Work required — Give every line of the data again, exactly.
── Data in this exercise ──
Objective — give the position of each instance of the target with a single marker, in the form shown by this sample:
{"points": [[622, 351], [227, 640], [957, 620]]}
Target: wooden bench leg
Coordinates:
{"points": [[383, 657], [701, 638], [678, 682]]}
───
Exercise solution —
Objective — give the position of each instance of the target with a single marker, in the form shown by this sample:
{"points": [[622, 351], [227, 640], [957, 620]]}
Target: wooden bench leg
Coordinates:
{"points": [[383, 657], [701, 638], [678, 682]]}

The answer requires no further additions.